Start of Document passage

Lamar Giles
Facebook Twitter Goodreads Tumblr Pinterest Instagram RSS feed
Bring Lamar to Your School/Event

Defending Mockingjay (slight spoilers)

You may have heard of a tiny, independently produced novel by Suzanne Collins titled Mockingjay, the third book of The Hunger Games trilogy. It debuted on Tuesday to overwhelmingly positive praise. However, as stated in my last post, no matter the book, and no matter the level of praise, someone’s always going to trash it.

Here’s the thing…they’re entitled to. No one’s opinion is invalid.

Still, opinions can be the springboard for lively (and civil) debate. I wanted to take the time to address some of the grumblings I’ve heard in regard to this (IMO) incredible close to The Hunger Games. Slight spoilers lie ahead, so if you haven’t read Mockingjay and wish to remain pure, please stop now and come back later. Spoilers in …

3

2

1

Complaint #1: Katniss is out of character

I’ve seen more than a few comments about how much the character runs away in this book (in to closets and various other hiding places). I can’t help but wonder if people who make this complaint realize that Collins has done an incredible job of creating a fully fleshed out character, not an Amazonian combat machine.

She’s 17. She’s spent a little over a year in situations where she should’ve died. A bunch of times. In front of a camera, no less.

End of Document passage

→ **What you will do**
A: According to the blog post, on what day of the week did Mockingjay debut?
B: Reproduce the blog post verbatim from "Defending Mockingjay (slight" to "to trash it.".

Start of Recorded information

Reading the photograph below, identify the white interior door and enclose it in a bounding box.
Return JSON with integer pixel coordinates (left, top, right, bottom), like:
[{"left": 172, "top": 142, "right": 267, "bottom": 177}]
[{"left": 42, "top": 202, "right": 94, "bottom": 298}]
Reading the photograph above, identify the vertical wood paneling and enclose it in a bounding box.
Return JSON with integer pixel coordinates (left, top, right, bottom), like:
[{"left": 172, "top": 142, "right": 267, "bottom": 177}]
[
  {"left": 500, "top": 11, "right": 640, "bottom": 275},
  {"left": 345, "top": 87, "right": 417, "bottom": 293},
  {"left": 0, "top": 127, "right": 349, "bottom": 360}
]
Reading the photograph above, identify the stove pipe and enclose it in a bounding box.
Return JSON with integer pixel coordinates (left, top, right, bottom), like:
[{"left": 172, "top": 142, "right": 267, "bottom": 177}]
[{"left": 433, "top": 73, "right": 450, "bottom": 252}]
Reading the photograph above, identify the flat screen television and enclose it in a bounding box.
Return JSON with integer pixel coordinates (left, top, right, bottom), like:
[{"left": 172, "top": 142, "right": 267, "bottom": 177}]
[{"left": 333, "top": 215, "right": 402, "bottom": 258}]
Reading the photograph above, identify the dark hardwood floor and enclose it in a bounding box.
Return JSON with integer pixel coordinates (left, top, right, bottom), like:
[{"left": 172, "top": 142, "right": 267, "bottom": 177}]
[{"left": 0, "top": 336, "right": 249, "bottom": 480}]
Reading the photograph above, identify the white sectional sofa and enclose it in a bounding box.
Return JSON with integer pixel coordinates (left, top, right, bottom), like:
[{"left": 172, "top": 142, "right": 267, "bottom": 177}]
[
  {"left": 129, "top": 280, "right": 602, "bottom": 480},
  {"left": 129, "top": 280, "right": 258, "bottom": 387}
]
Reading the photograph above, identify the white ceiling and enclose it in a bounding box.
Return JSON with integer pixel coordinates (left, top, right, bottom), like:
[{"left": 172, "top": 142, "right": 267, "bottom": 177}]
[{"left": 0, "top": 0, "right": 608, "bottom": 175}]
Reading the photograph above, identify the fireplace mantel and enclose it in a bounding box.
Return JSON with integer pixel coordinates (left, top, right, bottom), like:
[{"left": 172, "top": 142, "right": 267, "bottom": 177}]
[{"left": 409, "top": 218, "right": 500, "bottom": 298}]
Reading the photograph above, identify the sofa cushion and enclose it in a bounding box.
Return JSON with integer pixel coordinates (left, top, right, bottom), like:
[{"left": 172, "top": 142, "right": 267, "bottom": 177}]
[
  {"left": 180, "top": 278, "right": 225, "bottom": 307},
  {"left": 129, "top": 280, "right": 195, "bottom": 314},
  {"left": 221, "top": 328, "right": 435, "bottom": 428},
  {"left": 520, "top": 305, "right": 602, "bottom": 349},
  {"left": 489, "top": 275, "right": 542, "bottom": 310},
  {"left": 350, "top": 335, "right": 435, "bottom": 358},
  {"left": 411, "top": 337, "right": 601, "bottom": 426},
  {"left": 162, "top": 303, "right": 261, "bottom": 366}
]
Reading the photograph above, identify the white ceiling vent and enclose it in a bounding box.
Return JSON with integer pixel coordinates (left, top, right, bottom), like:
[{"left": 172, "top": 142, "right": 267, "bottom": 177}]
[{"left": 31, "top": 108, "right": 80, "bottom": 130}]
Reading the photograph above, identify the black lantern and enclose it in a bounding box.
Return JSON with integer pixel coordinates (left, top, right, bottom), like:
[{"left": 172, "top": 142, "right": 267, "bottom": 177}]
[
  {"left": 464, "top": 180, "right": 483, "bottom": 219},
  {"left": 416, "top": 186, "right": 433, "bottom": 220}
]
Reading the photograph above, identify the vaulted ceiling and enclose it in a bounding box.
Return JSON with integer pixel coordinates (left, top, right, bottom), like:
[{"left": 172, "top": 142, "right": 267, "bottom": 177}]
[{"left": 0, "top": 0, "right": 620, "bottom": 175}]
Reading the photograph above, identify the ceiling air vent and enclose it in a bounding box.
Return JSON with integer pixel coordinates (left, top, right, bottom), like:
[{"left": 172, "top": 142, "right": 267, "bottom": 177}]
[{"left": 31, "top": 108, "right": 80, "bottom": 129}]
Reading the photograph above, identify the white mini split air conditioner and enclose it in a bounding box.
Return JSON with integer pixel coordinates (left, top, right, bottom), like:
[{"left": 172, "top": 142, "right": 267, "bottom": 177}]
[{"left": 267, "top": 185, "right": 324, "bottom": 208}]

End of Recorded information

→ **The responses**
A: Tuesday

B:
Defending Mockingjay (slight spoilers)

You may have heard of a tiny, independently produced novel by Suzanne Collins titled Mockingjay, the third book of The Hunger Games trilogy. It debuted on Tuesday to overwhelmingly positive praise. However, as stated in my last post, no matter the book, and no matter the level of praise, someone’s always going to trash it.